■ Task directions:
State, as a number alone, how many lines of the data contain the string "green".

[Stored data Boundary: Start]

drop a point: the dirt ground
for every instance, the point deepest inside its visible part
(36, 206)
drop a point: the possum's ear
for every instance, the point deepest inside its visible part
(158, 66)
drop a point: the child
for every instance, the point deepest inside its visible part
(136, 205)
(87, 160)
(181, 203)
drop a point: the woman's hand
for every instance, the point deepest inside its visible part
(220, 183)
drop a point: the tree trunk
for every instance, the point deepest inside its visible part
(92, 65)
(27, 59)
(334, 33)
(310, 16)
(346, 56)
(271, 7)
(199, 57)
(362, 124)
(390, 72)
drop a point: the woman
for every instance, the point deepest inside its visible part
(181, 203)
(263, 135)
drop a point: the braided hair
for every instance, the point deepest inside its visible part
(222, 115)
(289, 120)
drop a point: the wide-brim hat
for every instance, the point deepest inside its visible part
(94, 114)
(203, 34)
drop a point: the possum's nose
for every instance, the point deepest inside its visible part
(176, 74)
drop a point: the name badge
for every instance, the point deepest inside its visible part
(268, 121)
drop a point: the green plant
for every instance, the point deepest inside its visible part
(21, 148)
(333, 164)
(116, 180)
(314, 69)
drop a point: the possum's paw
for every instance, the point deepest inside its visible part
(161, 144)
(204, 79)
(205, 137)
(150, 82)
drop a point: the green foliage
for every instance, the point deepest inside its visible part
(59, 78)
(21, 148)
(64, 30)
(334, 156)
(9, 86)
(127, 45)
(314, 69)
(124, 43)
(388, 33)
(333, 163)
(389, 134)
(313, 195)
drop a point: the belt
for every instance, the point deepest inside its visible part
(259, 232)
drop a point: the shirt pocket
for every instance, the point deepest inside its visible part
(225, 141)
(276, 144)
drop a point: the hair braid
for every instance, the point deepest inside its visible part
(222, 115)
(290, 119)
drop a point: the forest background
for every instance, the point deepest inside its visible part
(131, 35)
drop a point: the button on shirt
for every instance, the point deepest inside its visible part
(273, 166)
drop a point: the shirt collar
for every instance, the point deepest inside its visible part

[Stored data Boundary: End]

■ Answer below:
2